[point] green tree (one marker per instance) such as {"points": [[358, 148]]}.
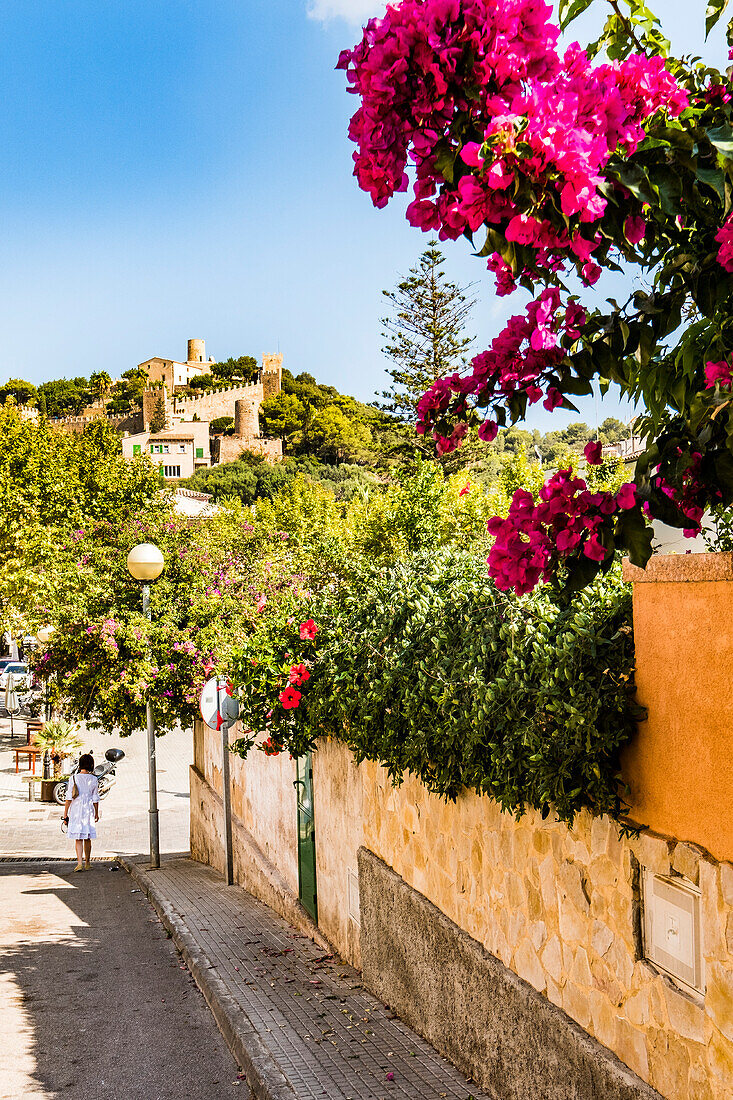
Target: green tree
{"points": [[129, 391], [222, 425], [425, 332], [53, 485], [64, 396], [334, 436]]}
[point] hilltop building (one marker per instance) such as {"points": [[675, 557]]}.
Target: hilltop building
{"points": [[179, 451], [175, 375], [183, 446]]}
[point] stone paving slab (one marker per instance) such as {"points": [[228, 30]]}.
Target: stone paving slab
{"points": [[298, 1021]]}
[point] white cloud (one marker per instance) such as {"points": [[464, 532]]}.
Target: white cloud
{"points": [[352, 11]]}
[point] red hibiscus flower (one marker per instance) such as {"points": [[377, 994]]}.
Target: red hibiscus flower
{"points": [[290, 697], [308, 630], [298, 674]]}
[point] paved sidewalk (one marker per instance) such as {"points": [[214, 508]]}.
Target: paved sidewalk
{"points": [[95, 1001], [298, 1021]]}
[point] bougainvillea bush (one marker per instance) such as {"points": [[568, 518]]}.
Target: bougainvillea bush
{"points": [[560, 165]]}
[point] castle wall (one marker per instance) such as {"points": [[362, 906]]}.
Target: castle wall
{"points": [[219, 403], [229, 448], [129, 421]]}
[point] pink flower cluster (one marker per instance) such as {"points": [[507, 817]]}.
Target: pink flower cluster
{"points": [[719, 374], [569, 519], [690, 497], [724, 238], [523, 359], [476, 96]]}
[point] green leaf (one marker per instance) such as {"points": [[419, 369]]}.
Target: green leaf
{"points": [[714, 10], [722, 139], [635, 535], [570, 10]]}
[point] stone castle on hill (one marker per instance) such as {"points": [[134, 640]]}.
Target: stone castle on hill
{"points": [[185, 443]]}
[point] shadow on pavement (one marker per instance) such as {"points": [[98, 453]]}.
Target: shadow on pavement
{"points": [[96, 1001]]}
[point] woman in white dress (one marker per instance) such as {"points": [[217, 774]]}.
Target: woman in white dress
{"points": [[81, 810]]}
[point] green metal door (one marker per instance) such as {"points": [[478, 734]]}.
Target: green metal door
{"points": [[306, 836]]}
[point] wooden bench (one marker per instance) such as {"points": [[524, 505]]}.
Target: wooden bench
{"points": [[33, 752], [31, 780], [33, 726]]}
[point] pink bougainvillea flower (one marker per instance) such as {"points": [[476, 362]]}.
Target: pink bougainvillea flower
{"points": [[724, 238], [590, 273], [593, 452], [298, 674], [308, 630], [290, 697], [626, 496], [488, 431], [554, 399], [720, 373]]}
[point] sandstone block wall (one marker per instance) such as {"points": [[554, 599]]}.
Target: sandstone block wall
{"points": [[263, 806], [229, 448], [558, 908], [490, 1023], [219, 403]]}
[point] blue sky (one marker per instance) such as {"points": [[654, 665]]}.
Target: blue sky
{"points": [[182, 169]]}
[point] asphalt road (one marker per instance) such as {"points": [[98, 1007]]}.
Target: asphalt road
{"points": [[95, 1001]]}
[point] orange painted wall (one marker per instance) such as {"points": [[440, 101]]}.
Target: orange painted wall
{"points": [[680, 766]]}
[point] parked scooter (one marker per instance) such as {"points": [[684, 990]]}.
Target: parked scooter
{"points": [[105, 773]]}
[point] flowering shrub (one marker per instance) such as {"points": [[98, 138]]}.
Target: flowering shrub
{"points": [[426, 667], [106, 658], [568, 165], [569, 519]]}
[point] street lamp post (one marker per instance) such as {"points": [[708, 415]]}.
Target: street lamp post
{"points": [[44, 636], [145, 563]]}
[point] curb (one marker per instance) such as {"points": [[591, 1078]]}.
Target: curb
{"points": [[264, 1076]]}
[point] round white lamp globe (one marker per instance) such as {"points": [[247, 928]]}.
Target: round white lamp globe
{"points": [[145, 561]]}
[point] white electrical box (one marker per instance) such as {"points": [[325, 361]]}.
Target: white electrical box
{"points": [[354, 912], [671, 928]]}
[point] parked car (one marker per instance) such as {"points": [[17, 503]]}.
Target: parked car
{"points": [[21, 675]]}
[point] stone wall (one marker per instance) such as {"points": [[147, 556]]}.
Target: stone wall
{"points": [[557, 908], [262, 800], [129, 421], [219, 403], [560, 908], [230, 448], [490, 1023]]}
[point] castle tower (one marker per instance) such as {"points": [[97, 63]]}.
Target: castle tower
{"points": [[197, 351], [247, 418], [272, 375]]}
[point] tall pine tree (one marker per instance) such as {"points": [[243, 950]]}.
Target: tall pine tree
{"points": [[425, 332]]}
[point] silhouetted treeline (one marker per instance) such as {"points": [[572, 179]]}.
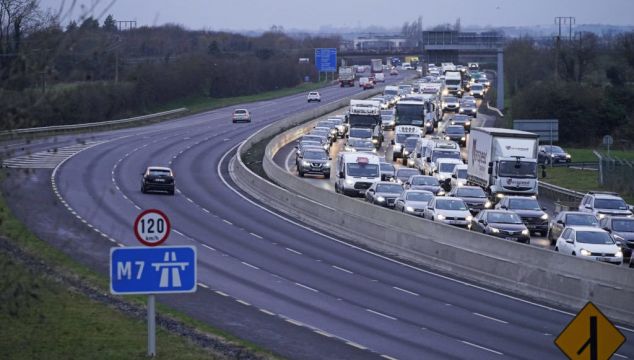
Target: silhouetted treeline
{"points": [[94, 72], [588, 84]]}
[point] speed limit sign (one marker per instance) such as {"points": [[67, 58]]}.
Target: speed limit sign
{"points": [[152, 227]]}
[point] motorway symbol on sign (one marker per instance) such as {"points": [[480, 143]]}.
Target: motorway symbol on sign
{"points": [[161, 270], [152, 227], [590, 336]]}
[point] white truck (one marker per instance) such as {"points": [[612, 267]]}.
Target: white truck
{"points": [[346, 76], [503, 161], [376, 66]]}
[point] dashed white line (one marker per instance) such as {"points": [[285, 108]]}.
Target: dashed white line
{"points": [[306, 287], [481, 347], [294, 251], [381, 314], [342, 269], [405, 291], [490, 318]]}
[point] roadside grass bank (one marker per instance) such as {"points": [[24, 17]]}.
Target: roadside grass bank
{"points": [[52, 307]]}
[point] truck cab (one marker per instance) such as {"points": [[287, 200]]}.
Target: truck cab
{"points": [[356, 172]]}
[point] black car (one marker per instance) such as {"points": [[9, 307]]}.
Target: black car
{"points": [[460, 119], [529, 210], [424, 182], [501, 223], [568, 218], [158, 178], [552, 154], [622, 229], [456, 133], [475, 198]]}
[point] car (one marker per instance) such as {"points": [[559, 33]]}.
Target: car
{"points": [[313, 161], [387, 171], [501, 223], [403, 174], [313, 96], [461, 119], [622, 229], [424, 182], [241, 115], [602, 204], [158, 178], [383, 193], [529, 210], [591, 243], [455, 133], [475, 198], [548, 154], [360, 145], [569, 218], [413, 202], [451, 211]]}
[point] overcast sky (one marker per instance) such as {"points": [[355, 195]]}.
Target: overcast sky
{"points": [[312, 14]]}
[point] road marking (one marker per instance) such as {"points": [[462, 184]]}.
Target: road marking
{"points": [[405, 291], [342, 269], [249, 265], [294, 251], [481, 347], [306, 287], [381, 314], [491, 318]]}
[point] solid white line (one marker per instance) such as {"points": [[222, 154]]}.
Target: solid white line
{"points": [[491, 318], [405, 291], [481, 347], [381, 314], [251, 266], [342, 269], [293, 251], [306, 287]]}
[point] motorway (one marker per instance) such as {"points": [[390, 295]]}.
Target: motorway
{"points": [[298, 291]]}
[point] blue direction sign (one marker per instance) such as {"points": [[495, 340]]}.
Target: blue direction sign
{"points": [[326, 59], [158, 270]]}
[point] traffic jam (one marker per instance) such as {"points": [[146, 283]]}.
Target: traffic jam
{"points": [[418, 149]]}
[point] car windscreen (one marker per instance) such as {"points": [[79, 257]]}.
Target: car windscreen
{"points": [[418, 196], [582, 219], [503, 218], [524, 204], [471, 192], [616, 204], [625, 225], [594, 237], [518, 169], [389, 188], [446, 167], [363, 170], [425, 180], [450, 204]]}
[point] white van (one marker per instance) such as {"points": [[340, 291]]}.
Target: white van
{"points": [[356, 172]]}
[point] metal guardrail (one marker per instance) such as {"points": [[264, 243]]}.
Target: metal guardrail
{"points": [[45, 129]]}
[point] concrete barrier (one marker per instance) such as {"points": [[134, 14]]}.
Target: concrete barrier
{"points": [[517, 268]]}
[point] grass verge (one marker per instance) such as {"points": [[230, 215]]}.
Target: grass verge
{"points": [[52, 307], [578, 180]]}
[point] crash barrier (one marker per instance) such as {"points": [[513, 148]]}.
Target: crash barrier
{"points": [[84, 126], [517, 268]]}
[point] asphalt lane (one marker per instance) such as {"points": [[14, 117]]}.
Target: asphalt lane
{"points": [[327, 299]]}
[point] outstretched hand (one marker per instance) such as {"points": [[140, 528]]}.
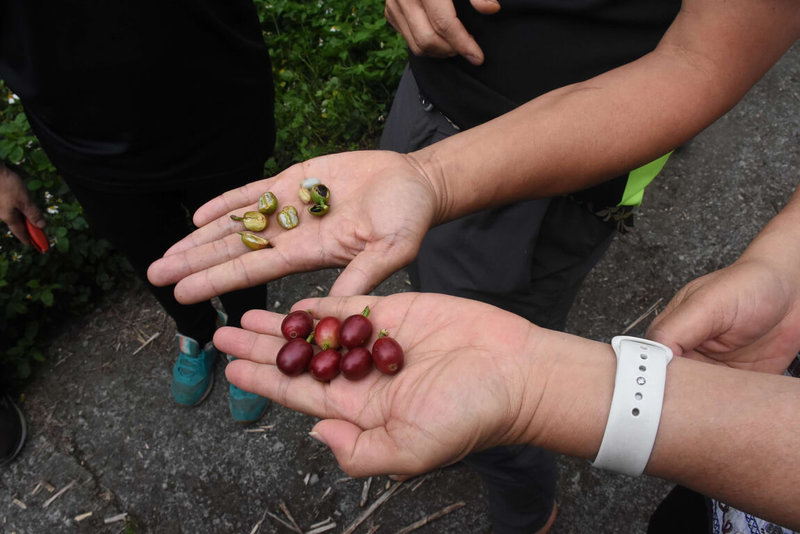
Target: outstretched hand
{"points": [[431, 27], [745, 316], [461, 388], [16, 205], [380, 208]]}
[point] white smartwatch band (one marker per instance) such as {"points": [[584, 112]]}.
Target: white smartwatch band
{"points": [[636, 406]]}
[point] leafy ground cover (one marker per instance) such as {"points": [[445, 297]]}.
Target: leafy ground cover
{"points": [[335, 66]]}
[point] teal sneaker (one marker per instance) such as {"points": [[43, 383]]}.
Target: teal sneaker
{"points": [[246, 407], [192, 376]]}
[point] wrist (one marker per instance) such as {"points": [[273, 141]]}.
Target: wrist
{"points": [[573, 402], [431, 169]]}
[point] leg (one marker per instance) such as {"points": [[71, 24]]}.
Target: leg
{"points": [[528, 258], [142, 234]]}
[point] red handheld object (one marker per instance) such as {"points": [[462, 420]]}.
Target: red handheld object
{"points": [[38, 237]]}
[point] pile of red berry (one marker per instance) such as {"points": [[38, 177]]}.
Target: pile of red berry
{"points": [[330, 335]]}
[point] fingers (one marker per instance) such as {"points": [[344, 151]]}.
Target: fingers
{"points": [[431, 27], [486, 7], [336, 306], [248, 345], [300, 393], [230, 201], [684, 325]]}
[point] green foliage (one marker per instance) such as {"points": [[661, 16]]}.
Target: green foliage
{"points": [[336, 66], [38, 290]]}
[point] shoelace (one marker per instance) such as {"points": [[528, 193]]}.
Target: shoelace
{"points": [[189, 365]]}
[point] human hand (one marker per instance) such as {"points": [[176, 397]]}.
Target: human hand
{"points": [[16, 205], [463, 386], [381, 206], [745, 316], [431, 27]]}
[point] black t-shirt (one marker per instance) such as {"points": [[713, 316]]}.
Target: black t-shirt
{"points": [[534, 46], [141, 93]]}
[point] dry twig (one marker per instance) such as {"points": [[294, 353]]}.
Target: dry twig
{"points": [[430, 518], [147, 342], [642, 317], [365, 492], [374, 506], [61, 492], [288, 514], [115, 518], [284, 523], [322, 526]]}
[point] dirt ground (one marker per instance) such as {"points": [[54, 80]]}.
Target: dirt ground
{"points": [[109, 452]]}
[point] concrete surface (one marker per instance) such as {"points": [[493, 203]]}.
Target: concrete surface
{"points": [[102, 424]]}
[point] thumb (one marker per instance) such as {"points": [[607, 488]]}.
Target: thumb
{"points": [[360, 452], [486, 7]]}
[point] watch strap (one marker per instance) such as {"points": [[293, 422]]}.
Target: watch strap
{"points": [[636, 405]]}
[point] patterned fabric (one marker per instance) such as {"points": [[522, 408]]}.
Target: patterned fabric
{"points": [[726, 519]]}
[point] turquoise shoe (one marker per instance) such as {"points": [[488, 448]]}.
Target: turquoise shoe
{"points": [[246, 407], [192, 375]]}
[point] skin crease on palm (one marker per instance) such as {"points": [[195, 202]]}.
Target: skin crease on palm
{"points": [[371, 238]]}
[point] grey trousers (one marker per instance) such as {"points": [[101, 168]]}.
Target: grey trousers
{"points": [[528, 258]]}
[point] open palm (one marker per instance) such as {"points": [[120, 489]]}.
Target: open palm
{"points": [[381, 206], [457, 391]]}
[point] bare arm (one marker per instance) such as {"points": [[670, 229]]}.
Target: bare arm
{"points": [[739, 314], [563, 141], [477, 376], [588, 132]]}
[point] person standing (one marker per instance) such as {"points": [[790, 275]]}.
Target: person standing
{"points": [[147, 109]]}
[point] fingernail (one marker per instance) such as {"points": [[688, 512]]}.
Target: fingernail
{"points": [[317, 436]]}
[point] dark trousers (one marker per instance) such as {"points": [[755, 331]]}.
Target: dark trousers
{"points": [[528, 258], [142, 225]]}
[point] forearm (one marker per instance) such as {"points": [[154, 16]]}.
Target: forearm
{"points": [[779, 241], [726, 433], [588, 132]]}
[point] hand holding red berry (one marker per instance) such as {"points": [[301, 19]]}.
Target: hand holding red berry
{"points": [[442, 404]]}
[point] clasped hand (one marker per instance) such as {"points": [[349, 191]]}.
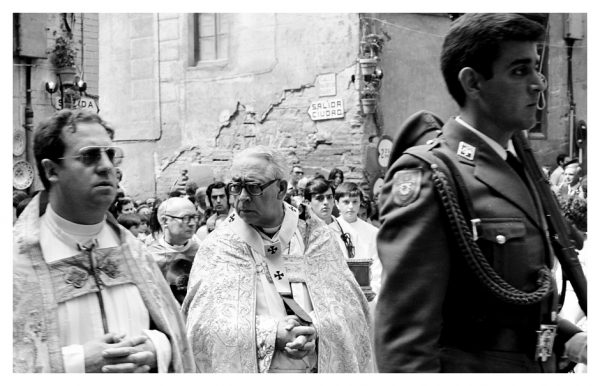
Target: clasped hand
{"points": [[113, 353], [294, 339]]}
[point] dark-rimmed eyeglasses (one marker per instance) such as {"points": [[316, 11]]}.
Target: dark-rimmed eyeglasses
{"points": [[253, 188], [321, 197], [348, 243], [186, 219], [91, 155]]}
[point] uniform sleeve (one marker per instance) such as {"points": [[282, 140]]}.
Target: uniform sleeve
{"points": [[413, 248]]}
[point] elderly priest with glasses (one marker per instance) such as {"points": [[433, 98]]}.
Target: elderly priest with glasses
{"points": [[269, 292], [87, 297]]}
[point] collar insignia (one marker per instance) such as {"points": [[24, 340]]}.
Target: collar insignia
{"points": [[466, 151]]}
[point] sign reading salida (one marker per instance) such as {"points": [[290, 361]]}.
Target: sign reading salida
{"points": [[326, 109]]}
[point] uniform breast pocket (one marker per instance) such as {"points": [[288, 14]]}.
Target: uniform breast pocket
{"points": [[502, 241]]}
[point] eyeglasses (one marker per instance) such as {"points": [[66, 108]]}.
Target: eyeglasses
{"points": [[348, 243], [91, 155], [321, 197], [186, 219], [253, 189]]}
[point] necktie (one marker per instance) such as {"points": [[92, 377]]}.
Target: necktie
{"points": [[516, 165]]}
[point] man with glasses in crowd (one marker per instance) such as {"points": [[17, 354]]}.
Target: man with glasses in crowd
{"points": [[175, 248], [269, 292], [87, 297]]}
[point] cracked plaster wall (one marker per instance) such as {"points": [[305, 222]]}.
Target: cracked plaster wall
{"points": [[259, 95]]}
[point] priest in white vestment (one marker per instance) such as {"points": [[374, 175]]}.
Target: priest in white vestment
{"points": [[87, 297], [269, 292]]}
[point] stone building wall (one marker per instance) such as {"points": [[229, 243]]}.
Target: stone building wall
{"points": [[204, 113]]}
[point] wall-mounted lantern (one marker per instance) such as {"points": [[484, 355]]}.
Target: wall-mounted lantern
{"points": [[370, 73]]}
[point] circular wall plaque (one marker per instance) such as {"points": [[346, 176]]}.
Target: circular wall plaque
{"points": [[22, 175], [19, 141]]}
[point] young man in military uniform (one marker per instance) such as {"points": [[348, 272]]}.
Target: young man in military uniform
{"points": [[434, 314]]}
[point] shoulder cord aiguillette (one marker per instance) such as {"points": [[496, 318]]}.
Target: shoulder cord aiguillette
{"points": [[474, 257]]}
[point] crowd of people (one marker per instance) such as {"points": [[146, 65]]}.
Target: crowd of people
{"points": [[270, 270]]}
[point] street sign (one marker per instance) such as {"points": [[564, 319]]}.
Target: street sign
{"points": [[85, 103], [326, 109]]}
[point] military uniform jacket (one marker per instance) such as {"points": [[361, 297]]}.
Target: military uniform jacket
{"points": [[429, 297]]}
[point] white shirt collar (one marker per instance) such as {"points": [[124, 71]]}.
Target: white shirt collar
{"points": [[493, 144]]}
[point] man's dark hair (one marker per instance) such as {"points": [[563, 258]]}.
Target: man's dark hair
{"points": [[22, 205], [474, 41], [561, 158], [48, 141], [121, 202], [18, 196], [129, 220], [349, 189], [334, 172], [317, 185], [216, 185]]}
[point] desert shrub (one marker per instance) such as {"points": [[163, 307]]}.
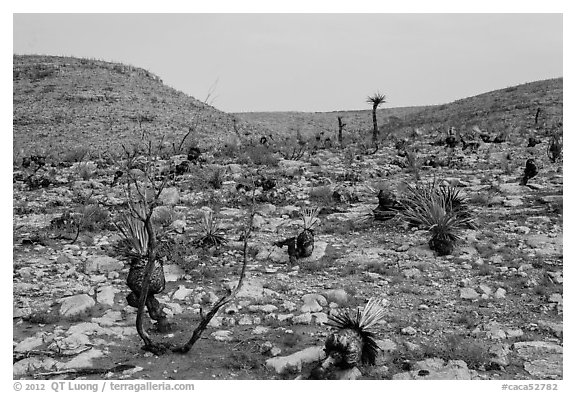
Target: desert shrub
{"points": [[85, 171], [216, 177], [439, 209], [321, 194], [261, 155], [94, 218], [164, 216], [455, 347]]}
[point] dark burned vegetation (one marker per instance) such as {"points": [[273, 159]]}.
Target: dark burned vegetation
{"points": [[206, 236]]}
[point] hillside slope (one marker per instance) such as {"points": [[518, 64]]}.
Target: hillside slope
{"points": [[512, 109], [63, 103]]}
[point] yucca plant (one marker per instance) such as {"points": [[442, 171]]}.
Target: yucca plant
{"points": [[555, 148], [210, 228], [136, 236], [305, 239], [302, 245], [353, 343], [440, 210]]}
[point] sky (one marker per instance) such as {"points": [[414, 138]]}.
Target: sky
{"points": [[311, 62]]}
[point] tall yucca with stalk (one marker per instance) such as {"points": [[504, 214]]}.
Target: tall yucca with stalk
{"points": [[211, 229], [353, 343], [134, 232], [441, 210], [305, 239], [376, 100]]}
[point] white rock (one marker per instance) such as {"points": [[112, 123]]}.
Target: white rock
{"points": [[302, 319], [77, 304], [468, 293], [102, 264], [28, 344], [182, 293], [222, 335], [105, 295], [295, 361]]}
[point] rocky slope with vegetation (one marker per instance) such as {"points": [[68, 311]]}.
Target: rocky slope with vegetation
{"points": [[490, 309]]}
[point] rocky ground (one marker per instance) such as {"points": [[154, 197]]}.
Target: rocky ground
{"points": [[492, 310]]}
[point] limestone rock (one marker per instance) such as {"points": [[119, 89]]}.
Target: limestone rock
{"points": [[77, 304], [295, 361], [438, 369], [102, 264], [469, 294]]}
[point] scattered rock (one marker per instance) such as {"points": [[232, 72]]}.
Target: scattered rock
{"points": [[338, 296], [29, 343], [222, 335], [182, 293], [542, 359], [436, 368], [553, 327], [313, 303], [105, 295], [469, 294], [302, 319], [102, 264], [409, 331], [77, 304]]}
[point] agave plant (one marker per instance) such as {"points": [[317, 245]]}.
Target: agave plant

• **To be done**: Give back exactly the lines that run from the line with "[point] tall yucca" through the close of the material, counting both ends, and nothing more.

• **Task output**:
[point] tall yucca with stalk (one marker per instance) such as {"points": [[504, 214]]}.
Target: tall yucca with stalk
{"points": [[211, 229], [353, 343], [134, 232], [441, 210], [305, 239], [376, 100]]}
[point] white rock (one marker per instance) such as {"points": [[112, 123]]}.
Target: white rock
{"points": [[302, 319], [77, 304], [468, 293], [102, 264], [28, 344], [182, 293], [222, 335], [105, 295], [295, 361]]}
[point] rocky slope with vegetation (one marker per instance) such as {"points": [[68, 311]]}.
Target: rocky slope with vegetation
{"points": [[490, 309]]}
[point] rocky ground (one marker per instance) such as {"points": [[154, 197]]}.
Target: rocky ground
{"points": [[492, 310]]}
[point] limestone rock (one marker per instance) such as {"points": [[119, 89]]}.
Target: limestone rock
{"points": [[77, 304], [295, 361], [438, 369], [102, 264], [469, 294]]}
[point] scattered rock (one marker per instance) such as {"points": [[232, 72]]}.
Target: scattered rock
{"points": [[338, 296], [29, 343], [222, 335], [182, 293], [542, 359], [436, 368], [553, 327], [313, 303], [105, 295], [469, 294], [302, 319], [102, 264], [409, 331], [77, 304]]}
[point] agave plant (one marker per instance) such as {"points": [[317, 245]]}.
Target: agave plant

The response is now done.